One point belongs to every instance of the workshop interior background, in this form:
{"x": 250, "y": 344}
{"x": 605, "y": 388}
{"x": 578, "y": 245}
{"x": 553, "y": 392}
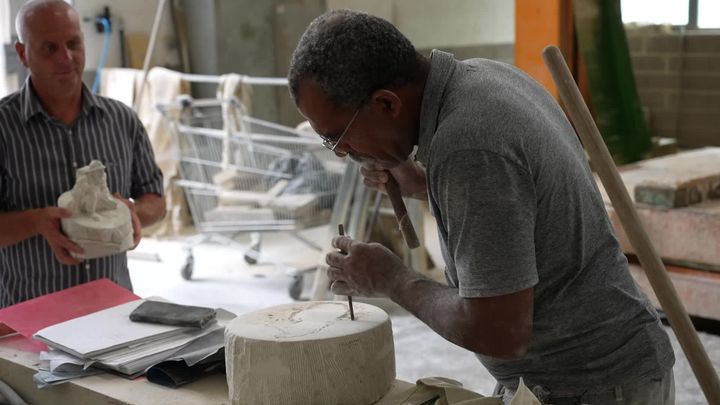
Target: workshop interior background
{"x": 674, "y": 49}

************

Work instructions:
Can you write out every item again without its picture, leaving the requests as they are but scaling each x and y coordinate in the answers by 1.25? Round the results to whole numbers, with halves rounded up.

Answer:
One point belongs to every instance of the workshop interior background, in this form:
{"x": 250, "y": 344}
{"x": 605, "y": 388}
{"x": 578, "y": 245}
{"x": 553, "y": 392}
Target: workshop interior background
{"x": 843, "y": 61}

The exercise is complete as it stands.